→ **Work order**
Your answer should consist only of the lines below from the one with "Question. Give the pixel coordinates of a point on the tattooed" through the one with "output x=100, y=299.", copied exactly.

→ **Listed entries**

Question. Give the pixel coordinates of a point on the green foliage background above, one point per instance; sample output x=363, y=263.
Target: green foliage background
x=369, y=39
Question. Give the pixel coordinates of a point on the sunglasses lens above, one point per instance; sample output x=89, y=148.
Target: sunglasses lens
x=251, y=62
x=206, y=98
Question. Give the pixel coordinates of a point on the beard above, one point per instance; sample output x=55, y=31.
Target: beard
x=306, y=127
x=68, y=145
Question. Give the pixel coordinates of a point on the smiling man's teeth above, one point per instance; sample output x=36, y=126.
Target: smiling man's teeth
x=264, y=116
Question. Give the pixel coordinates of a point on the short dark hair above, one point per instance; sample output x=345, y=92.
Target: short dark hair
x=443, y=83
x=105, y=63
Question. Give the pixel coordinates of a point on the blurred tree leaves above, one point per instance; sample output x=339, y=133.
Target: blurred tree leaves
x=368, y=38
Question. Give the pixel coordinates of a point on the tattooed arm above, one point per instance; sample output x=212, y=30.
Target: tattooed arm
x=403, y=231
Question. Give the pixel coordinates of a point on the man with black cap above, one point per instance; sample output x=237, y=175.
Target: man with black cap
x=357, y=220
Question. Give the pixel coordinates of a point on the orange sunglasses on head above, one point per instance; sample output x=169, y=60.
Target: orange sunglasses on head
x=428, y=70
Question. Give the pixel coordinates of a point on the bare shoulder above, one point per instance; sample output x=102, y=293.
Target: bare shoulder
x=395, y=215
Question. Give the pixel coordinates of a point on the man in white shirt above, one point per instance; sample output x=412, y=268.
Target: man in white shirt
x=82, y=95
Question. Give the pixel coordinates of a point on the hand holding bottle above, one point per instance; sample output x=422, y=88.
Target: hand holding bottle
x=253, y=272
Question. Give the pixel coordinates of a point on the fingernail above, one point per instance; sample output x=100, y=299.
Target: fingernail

→ **Solution to the exercise**
Question. Give the pixel coordinates of a point on the tattooed arm above, one point per instance; sample output x=212, y=30.
Target: tattooed arm
x=403, y=231
Question. Give the pixel coordinates of a point on the man with black cap above, one point per instance; sample output x=237, y=175.
Target: man with black cap
x=357, y=220
Question. Give the pixel coordinates of a point on the orange sunglasses on head above, one point per instance; sample output x=169, y=60.
Target: orange sunglasses on head
x=428, y=70
Question. Give the pixel coordinates of a point on the bare shoulder above, one point per instance; sample output x=102, y=293.
Target: bare shoulder
x=395, y=215
Question. Give the pixel coordinates of a point on the man in white shirt above, one point per instance; sample output x=412, y=268.
Target: man in white shirt
x=82, y=95
Question. Give the pixel coordinates of a point on the hand holding bottle above, one point per instance; sample output x=422, y=88.
Target: hand holding bottle
x=253, y=272
Question. Give the pixel coordinates of a point on the fingernail above, one point per instance; sample output x=100, y=299.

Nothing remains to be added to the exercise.